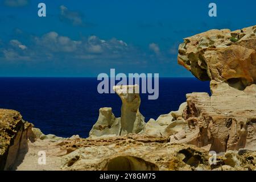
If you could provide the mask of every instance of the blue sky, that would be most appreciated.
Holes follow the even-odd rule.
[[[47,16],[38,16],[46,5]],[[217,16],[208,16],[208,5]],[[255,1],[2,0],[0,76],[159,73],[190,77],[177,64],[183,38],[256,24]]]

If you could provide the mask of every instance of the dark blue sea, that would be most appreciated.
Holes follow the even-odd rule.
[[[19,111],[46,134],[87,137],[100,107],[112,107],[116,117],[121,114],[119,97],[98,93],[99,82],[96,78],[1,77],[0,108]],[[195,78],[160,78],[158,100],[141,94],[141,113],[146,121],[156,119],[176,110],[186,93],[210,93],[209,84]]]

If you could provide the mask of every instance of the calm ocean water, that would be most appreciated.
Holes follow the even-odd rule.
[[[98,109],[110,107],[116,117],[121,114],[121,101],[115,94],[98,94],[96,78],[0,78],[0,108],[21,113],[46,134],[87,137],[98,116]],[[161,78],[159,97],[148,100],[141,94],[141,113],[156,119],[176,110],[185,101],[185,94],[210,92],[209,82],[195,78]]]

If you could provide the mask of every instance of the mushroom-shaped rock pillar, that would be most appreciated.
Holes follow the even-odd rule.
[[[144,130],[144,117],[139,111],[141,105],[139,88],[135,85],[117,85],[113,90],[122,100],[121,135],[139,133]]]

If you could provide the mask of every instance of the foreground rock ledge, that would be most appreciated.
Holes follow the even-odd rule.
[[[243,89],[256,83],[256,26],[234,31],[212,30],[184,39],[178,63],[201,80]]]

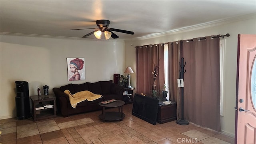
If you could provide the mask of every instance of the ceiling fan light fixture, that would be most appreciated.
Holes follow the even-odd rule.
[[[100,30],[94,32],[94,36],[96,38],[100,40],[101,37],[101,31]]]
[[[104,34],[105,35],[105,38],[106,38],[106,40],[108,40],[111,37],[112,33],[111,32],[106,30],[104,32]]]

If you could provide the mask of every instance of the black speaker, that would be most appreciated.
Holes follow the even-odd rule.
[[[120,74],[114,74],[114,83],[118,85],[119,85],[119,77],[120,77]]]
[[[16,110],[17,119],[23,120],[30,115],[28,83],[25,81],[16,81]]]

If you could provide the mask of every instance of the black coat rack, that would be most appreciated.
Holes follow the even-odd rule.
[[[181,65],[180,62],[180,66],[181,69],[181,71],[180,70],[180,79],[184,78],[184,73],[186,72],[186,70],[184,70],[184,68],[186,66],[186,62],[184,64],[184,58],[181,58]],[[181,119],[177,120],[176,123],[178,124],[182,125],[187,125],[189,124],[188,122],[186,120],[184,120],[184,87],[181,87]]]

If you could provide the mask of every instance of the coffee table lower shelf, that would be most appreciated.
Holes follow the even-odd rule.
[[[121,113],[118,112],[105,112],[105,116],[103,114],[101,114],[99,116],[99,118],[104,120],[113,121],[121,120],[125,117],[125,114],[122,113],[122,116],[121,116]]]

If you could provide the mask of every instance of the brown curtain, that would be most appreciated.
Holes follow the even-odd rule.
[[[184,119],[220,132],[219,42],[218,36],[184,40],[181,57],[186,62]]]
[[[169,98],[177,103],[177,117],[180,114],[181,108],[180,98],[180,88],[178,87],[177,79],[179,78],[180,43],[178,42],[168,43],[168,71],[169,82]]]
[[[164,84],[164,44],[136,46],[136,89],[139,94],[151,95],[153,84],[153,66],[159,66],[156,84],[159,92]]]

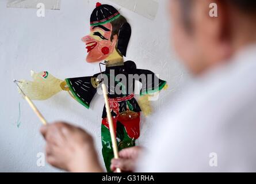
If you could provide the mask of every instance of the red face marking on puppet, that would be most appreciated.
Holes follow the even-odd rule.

*Work to do:* Write out every line of the records above word for word, and leave the pictures out of your copy.

*Task answer:*
If you could provide the mask of every instance of the blue sky, that would be most appreciated.
Holes follow the even-odd rule.
[[[47,16],[38,16],[46,5]],[[217,16],[208,16],[208,5]],[[255,1],[2,0],[0,76],[159,73],[190,77],[177,64],[183,38],[256,24]]]

If you could provide the mask of every instance of the dark blue sea, that would be most appreciated.
Holes follow the even-odd rule.
[[[19,111],[46,134],[87,137],[100,107],[112,107],[116,117],[121,114],[119,97],[98,93],[99,82],[96,78],[1,77],[0,108]],[[195,78],[160,78],[158,100],[141,94],[141,113],[146,121],[156,119],[176,110],[186,93],[210,93],[209,84]]]

If you could provide the mask of every instance of the calm ocean water, that would be most appreciated.
Holes follow the even-odd rule.
[[[98,109],[110,107],[116,117],[121,114],[121,101],[115,94],[98,94],[96,78],[0,78],[0,108],[21,113],[46,134],[87,137],[98,116]],[[161,78],[159,97],[148,100],[141,94],[141,113],[156,119],[176,110],[185,101],[185,94],[210,92],[209,82],[195,78]]]

If you could provide the mask of every instance of the mushroom-shaped rock pillar, that would be most appreciated.
Holes follow the even-odd rule.
[[[144,130],[144,117],[139,111],[141,105],[139,88],[135,85],[117,85],[113,90],[122,100],[121,135],[139,133]]]

If you could provide the mask of every instance of the foreground rock ledge, that would be most appreciated.
Holes follow the even-odd rule.
[[[243,89],[256,83],[256,26],[234,31],[212,30],[184,39],[178,63],[201,80]]]

If you could provide the mask of every instance of the ceiling fan light fixture, that would be most appreciated.
Holes follow the even-odd rule.
[[[100,30],[94,32],[94,36],[96,38],[100,40],[101,37],[101,31]]]
[[[104,34],[105,35],[105,38],[106,38],[106,40],[108,40],[111,37],[112,33],[111,32],[106,30],[104,32]]]

If you could provide the mask of every instance of the black speaker, that would be most appreciated.
Holes follow the even-odd rule.
[[[120,74],[114,74],[114,83],[118,85],[119,85],[119,77],[120,77]]]
[[[16,110],[17,119],[23,120],[30,115],[28,83],[25,81],[16,81]]]

If you could provide the mask of every instance of the black coat rack, that would be most appreciated.
Holes follow the even-odd rule.
[[[181,65],[180,62],[180,66],[181,69],[181,71],[180,70],[180,79],[184,78],[184,73],[186,72],[186,70],[184,70],[184,68],[186,66],[186,62],[184,64],[184,58],[181,58]],[[181,119],[177,120],[176,123],[178,124],[182,125],[187,125],[189,124],[188,122],[186,120],[184,120],[184,87],[181,87]]]

If you could provide the mask of every instance of the coffee table lower shelf, that would be most appreciated.
Holes follow the even-odd rule.
[[[121,113],[118,112],[105,112],[105,116],[103,114],[101,114],[99,116],[99,118],[104,120],[113,121],[121,120],[125,117],[125,114],[122,113],[122,116],[121,116]]]

If you could provide the mask of every instance of the brown curtain, that would be most appreciated.
Holes follow the even-odd rule.
[[[184,119],[220,132],[219,42],[218,36],[184,40],[181,57],[186,62]]]
[[[169,98],[177,103],[177,117],[180,114],[181,108],[180,98],[180,88],[178,87],[177,79],[179,78],[180,43],[178,42],[168,43],[168,71],[169,82]]]
[[[164,84],[164,44],[136,46],[136,89],[139,94],[151,95],[153,84],[153,66],[159,66],[156,84],[159,92]]]

If you could provide the mask of every instance of the red face marking on puppet, that would be most appreciated.
Holes follow the even-odd rule.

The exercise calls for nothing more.